[START OF Given data]
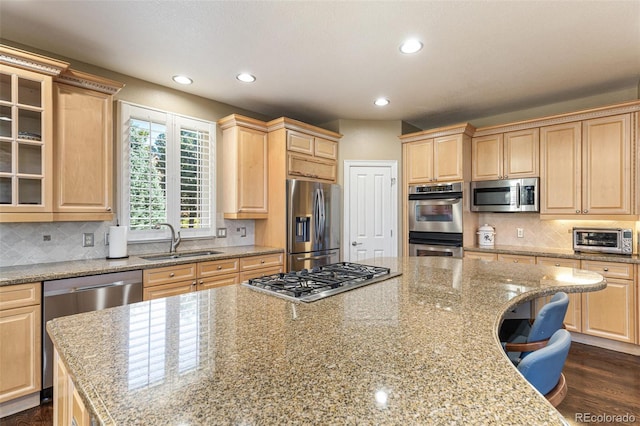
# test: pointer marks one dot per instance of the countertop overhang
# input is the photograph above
(421, 348)
(12, 275)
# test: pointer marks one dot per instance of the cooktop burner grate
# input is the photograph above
(309, 285)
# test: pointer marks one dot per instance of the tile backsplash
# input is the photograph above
(29, 243)
(542, 233)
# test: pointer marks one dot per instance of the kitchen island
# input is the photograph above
(421, 348)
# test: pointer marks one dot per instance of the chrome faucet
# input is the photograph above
(174, 241)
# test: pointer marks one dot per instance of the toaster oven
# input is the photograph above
(603, 240)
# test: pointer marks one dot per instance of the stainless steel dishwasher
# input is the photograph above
(83, 294)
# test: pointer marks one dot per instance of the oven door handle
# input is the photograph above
(322, 256)
(435, 243)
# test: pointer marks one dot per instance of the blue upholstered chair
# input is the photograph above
(529, 337)
(543, 368)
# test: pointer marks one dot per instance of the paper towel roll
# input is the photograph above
(117, 242)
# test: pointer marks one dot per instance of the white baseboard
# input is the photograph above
(19, 404)
(613, 345)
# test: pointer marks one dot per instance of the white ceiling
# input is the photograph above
(323, 60)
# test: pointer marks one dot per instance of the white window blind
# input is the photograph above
(167, 173)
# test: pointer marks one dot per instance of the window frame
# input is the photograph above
(174, 124)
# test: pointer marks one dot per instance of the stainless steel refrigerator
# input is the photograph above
(313, 224)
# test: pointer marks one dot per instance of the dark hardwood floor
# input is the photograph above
(601, 383)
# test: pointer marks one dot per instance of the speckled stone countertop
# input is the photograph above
(560, 253)
(421, 348)
(11, 275)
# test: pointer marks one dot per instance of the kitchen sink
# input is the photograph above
(167, 256)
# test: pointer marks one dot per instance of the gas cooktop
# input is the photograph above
(309, 285)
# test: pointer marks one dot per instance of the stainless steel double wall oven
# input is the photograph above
(435, 220)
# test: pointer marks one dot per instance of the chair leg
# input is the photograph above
(556, 395)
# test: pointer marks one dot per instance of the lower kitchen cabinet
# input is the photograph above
(610, 313)
(68, 407)
(168, 281)
(482, 256)
(573, 318)
(516, 258)
(259, 266)
(20, 344)
(180, 279)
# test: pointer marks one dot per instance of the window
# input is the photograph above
(167, 173)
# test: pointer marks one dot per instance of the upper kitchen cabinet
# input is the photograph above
(244, 167)
(510, 155)
(26, 130)
(312, 153)
(83, 147)
(436, 155)
(586, 167)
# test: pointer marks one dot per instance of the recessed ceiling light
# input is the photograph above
(410, 46)
(381, 101)
(182, 79)
(246, 77)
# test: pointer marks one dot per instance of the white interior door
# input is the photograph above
(371, 205)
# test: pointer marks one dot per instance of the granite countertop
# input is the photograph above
(11, 275)
(421, 348)
(551, 252)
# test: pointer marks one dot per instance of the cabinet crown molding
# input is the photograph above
(89, 81)
(464, 128)
(291, 124)
(568, 117)
(241, 120)
(31, 61)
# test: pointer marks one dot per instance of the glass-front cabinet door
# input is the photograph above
(25, 147)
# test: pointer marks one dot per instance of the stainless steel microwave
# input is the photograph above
(603, 240)
(505, 195)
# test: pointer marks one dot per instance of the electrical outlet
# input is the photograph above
(87, 239)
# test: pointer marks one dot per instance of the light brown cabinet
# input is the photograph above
(611, 313)
(573, 318)
(259, 266)
(83, 148)
(244, 168)
(512, 155)
(311, 157)
(516, 258)
(586, 167)
(296, 151)
(20, 340)
(434, 159)
(179, 279)
(168, 281)
(489, 257)
(25, 145)
(68, 407)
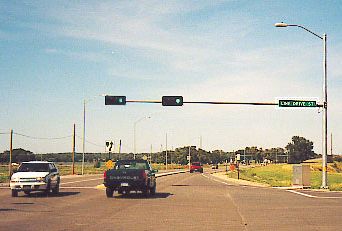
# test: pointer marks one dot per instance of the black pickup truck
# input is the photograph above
(130, 175)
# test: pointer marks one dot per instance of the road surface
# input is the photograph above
(183, 202)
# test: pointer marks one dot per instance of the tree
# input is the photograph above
(18, 155)
(300, 149)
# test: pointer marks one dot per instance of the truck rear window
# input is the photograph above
(34, 167)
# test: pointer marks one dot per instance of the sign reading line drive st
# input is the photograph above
(297, 103)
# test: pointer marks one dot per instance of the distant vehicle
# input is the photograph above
(130, 175)
(196, 167)
(35, 176)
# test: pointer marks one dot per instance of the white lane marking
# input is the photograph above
(311, 196)
(81, 181)
(222, 182)
(78, 187)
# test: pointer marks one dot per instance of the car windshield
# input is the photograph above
(34, 167)
(131, 165)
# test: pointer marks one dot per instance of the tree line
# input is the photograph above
(296, 151)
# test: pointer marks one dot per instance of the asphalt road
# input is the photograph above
(183, 202)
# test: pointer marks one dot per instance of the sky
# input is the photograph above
(56, 54)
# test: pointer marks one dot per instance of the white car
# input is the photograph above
(35, 176)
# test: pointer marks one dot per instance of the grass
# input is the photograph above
(280, 175)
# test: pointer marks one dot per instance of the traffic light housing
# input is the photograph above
(172, 101)
(115, 100)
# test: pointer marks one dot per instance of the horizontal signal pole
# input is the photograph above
(212, 102)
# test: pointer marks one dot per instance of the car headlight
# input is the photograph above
(14, 179)
(40, 178)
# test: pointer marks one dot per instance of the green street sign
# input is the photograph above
(297, 103)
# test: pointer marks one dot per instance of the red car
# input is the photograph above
(196, 167)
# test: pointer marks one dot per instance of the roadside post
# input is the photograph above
(238, 157)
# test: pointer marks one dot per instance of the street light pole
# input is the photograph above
(325, 103)
(84, 126)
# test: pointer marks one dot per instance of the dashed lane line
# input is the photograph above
(292, 191)
(81, 181)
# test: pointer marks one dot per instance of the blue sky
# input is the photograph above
(56, 54)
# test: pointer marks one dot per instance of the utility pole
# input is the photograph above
(73, 150)
(151, 155)
(166, 152)
(201, 142)
(83, 137)
(331, 144)
(11, 152)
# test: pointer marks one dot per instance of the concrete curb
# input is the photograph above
(222, 176)
(170, 173)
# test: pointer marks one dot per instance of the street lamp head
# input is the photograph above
(281, 24)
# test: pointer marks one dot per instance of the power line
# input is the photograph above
(42, 138)
(89, 142)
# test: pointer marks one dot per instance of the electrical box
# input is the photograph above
(301, 176)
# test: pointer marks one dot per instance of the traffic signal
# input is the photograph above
(172, 101)
(115, 100)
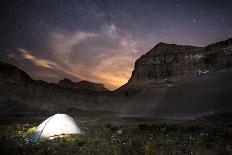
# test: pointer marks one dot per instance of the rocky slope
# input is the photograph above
(181, 81)
(84, 85)
(170, 81)
(170, 62)
(19, 93)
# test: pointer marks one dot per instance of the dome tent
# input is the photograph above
(55, 126)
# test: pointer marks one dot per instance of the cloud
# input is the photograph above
(38, 61)
(106, 56)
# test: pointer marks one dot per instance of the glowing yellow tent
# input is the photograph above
(57, 125)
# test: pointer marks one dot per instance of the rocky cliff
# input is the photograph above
(84, 85)
(172, 62)
(169, 81)
(181, 81)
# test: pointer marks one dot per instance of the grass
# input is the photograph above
(124, 136)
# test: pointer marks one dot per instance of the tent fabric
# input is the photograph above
(56, 125)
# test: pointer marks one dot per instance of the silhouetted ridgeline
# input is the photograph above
(170, 80)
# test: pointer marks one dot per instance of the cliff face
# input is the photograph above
(19, 93)
(173, 62)
(181, 81)
(84, 85)
(168, 81)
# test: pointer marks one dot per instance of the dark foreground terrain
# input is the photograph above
(206, 135)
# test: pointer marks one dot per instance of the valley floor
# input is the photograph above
(125, 136)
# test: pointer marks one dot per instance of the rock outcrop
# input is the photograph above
(84, 85)
(172, 62)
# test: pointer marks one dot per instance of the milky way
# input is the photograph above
(99, 40)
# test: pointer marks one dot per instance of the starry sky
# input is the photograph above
(99, 40)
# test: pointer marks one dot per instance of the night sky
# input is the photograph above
(99, 40)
[END OF Given data]
**Objective:** The records above are to be restated exactly, without their pictures.

**Output of the task:**
# test: pointer marks one dot per instance of the countertop overhang
# input is the photograph above
(421, 348)
(12, 275)
# test: pointer marks one dot per instance of the cooktop burner grate
# input is the photograph above
(309, 285)
# test: pointer marks one dot per instance of the tile backsplash
# input is the photograph above
(29, 243)
(542, 233)
# test: pointer marks one dot per instance of the kitchen island
# input is the photograph above
(421, 348)
# test: pointer marks one dot per instance of the chrome faucet
# input is the photograph above
(174, 241)
# test: pointer marks one dot per instance of the toaster oven
# input is the photograph above
(603, 240)
# test: pointer marks one dot per instance of the stainless steel dishwasher
# input is the photograph above
(83, 294)
# test: pointer marks one dot per instance of the oven door handle
# input is the photograph above
(322, 256)
(435, 243)
# test: pointer marks one dot per instance of the blue upholstered chair
# input is the photograph above
(529, 337)
(543, 368)
# test: pointer marks one dot per instance of the paper towel roll
# input is the photograph above
(117, 242)
# test: pointer marks one dot per instance of the white baseboard
# input is the photograph above
(19, 404)
(613, 345)
# test: pointer marks one dot per instance of the white ceiling
# input is the photograph above
(323, 60)
# test: pointer marks one dot per instance of the white window blind
# input is the photograph above
(167, 173)
# test: pointer marks one dot per instance of the window frame
# input is the photograph above
(174, 124)
# test: pointer marks one dot per instance of the stainless steel refrigerator
# input is the photograph above
(313, 224)
# test: pointer marks one dot per instance of the dark hardwood floor
# input is the photograph above
(601, 383)
# test: pointer marks one dot per instance of the speckled stone countertop
# input is the photograph above
(560, 253)
(421, 348)
(11, 275)
# test: pointer marks one dot per instance of the kitchen sink
# input is the photograph above
(167, 256)
# test: pointer marks one dot per instance of the gas cooktop
# input is the photograph above
(309, 285)
# test: pointer marks one dot per instance of the stainless steel double wall oven
# input is the photograph above
(435, 220)
# test: pointer marks one dot per instance of the chair leg
# input is the photograph above
(556, 395)
# test: pointer marks one dot per instance of the lower kitchen cabinet
# input is the photograph above
(610, 313)
(68, 407)
(168, 281)
(482, 256)
(573, 318)
(516, 258)
(259, 266)
(20, 344)
(180, 279)
# test: pointer marks one dot per instance of the window
# input is the photograph above
(167, 173)
# test: pointer marks one dot per instance of the upper kitchen cabinet
# input is the photograph above
(244, 167)
(510, 155)
(26, 130)
(312, 153)
(83, 147)
(436, 155)
(586, 167)
# test: pointer marks one dot per instance of the recessed ceiling light
# input is the photograph above
(410, 46)
(381, 101)
(182, 79)
(246, 77)
# test: pointer marks one dot per instance of the white interior door
# input is the photograph above
(371, 205)
# test: pointer marks one dot per instance of the granite countertop
# input is the photograph above
(11, 275)
(421, 348)
(551, 252)
# test: pointer marks one dot per instance of the cabinet crown molding
# input is the photograph above
(89, 81)
(464, 128)
(291, 124)
(568, 117)
(241, 120)
(31, 61)
# test: pointer marks one dot per instance of the glass-front cabinet door
# input is the photograph above
(25, 147)
# test: pointer marks one dot per instance of the stainless steel microwave
# input is the photograph above
(603, 240)
(505, 195)
# test: pointer marks one dot per instance of the electrical outlet
# input is the photograph above
(87, 239)
# test: pointer marks one dot per instance of the light brown cabinet
# input is the photograph above
(611, 313)
(573, 318)
(259, 266)
(83, 148)
(244, 168)
(512, 155)
(311, 157)
(516, 258)
(586, 167)
(296, 151)
(20, 340)
(434, 159)
(179, 279)
(168, 281)
(489, 257)
(25, 145)
(68, 407)
# test: pointer marks one dot per instance of the black pickup truck
# input is the photograph above
(130, 175)
# test: pointer marks one dot per instance of the road surface
# input is the photograph above
(183, 202)
# test: pointer marks one dot per instance of the tree
# input is the photograph above
(18, 155)
(300, 149)
# test: pointer marks one dot per instance of the truck rear window
# input is the photograph above
(34, 167)
# test: pointer marks one dot per instance of the sign reading line drive st
# input is the photograph above
(297, 103)
# test: pointer marks one dot per instance of the distant vehicle
# input is the photograph above
(130, 175)
(196, 167)
(35, 176)
# test: pointer marks one dot per instance of the white lane marking
# input is the photograph above
(311, 196)
(81, 181)
(222, 182)
(78, 187)
# test: pointer marks one dot per instance of the car windshield
# input is the photograph above
(34, 167)
(131, 165)
# test: pointer marks one dot per instance of the tree line
# input is the photograph above
(296, 151)
# test: pointer marks one dot per instance of the asphalt road
# input is the photograph above
(183, 202)
# test: pointer marks one dot per instance of the sky
# input is the photograph above
(56, 54)
# test: pointer marks one dot per instance of the white car
# input is the photograph above
(35, 176)
# test: pointer marks one dot per instance of the grass
# input is the photograph above
(280, 175)
# test: pointer marks one dot per instance of the traffic light housing
# input is the photograph above
(172, 101)
(115, 100)
# test: pointer marks one dot per instance of the horizontal signal pole
# input is the photograph above
(212, 102)
# test: pointer marks one dot per instance of the car headlight
# input is the photograph above
(14, 179)
(40, 178)
# test: pointer marks one dot per instance of the green street sign
# input is the photograph above
(297, 103)
# test: pointer marks one dot per instance of the red car
# input is the photograph above
(196, 167)
# test: pointer marks one dot per instance of the roadside post
# input is the photograph above
(238, 157)
# test: pointer marks one dot per instance of the street light pole
# input is the photograph above
(325, 103)
(84, 126)
# test: pointer marks one dot per instance of the dashed lane line
# input is the photograph above
(292, 191)
(81, 181)
# test: pointer marks one dot per instance of the blue sky
# input is the photograph above
(56, 54)
# test: pointer marks one dot per instance of the utility pole
# input is the photograph above
(73, 150)
(151, 155)
(166, 152)
(201, 142)
(83, 137)
(331, 144)
(11, 152)
# test: pointer marks one dot per instance of the concrete curb
# input is the photograph above
(222, 176)
(170, 173)
# test: pointer marks one dot per instance of the street lamp head
# input is the photograph above
(281, 24)
# test: pointer marks one dot per instance of the power line
# input is the photograph above
(42, 138)
(89, 142)
# test: pointer marks one dot per instance of the electrical box
# input is the photograph above
(301, 176)
# test: pointer marks one dot per instance of the traffic signal
# input is the photograph above
(172, 101)
(115, 100)
# test: pointer marks one dot per instance of the rocky slope
# input is the photograph above
(181, 81)
(84, 85)
(170, 81)
(170, 62)
(19, 93)
# test: pointer marks one dot per instance of the dome tent
# input is the photograph above
(55, 126)
# test: pointer marks one dot per instance of the cloud
# input is the photograph above
(38, 61)
(106, 56)
# test: pointer marks one dot per instance of the glowing yellow tent
# input is the photograph above
(57, 125)
# test: pointer marks one dot per instance of the rocky cliff
# input is the photograph above
(84, 85)
(172, 62)
(169, 81)
(181, 81)
# test: pointer marks one dot per instance of the grass
# input is the photograph above
(124, 136)
# test: pointer marks one dot per instance of the tent fabric
# input is the photograph above
(56, 125)
# test: pointer marks one dot per instance of the silhouetted ridgeline
# input is the photograph above
(170, 80)
# test: pointer marks one dot per instance of the cliff face
# input is the photograph above
(19, 93)
(173, 62)
(181, 81)
(84, 85)
(168, 81)
# test: pointer marks one dot per instance of the dark foreground terrain
# input is the photograph above
(206, 135)
# test: pointer marks one dot per instance of the valley floor
# input is the photograph above
(125, 136)
# test: pointer marks one dot per instance of the rock outcrop
# input is the photograph above
(84, 85)
(172, 62)
# test: pointer marks one dot per instance of the milky way
# input is the photograph above
(99, 40)
# test: pointer marks one dot per instance of the starry sky
# input is the photograph above
(99, 40)
# test: pointer marks one dot per instance of the night sky
# input is the photograph above
(99, 40)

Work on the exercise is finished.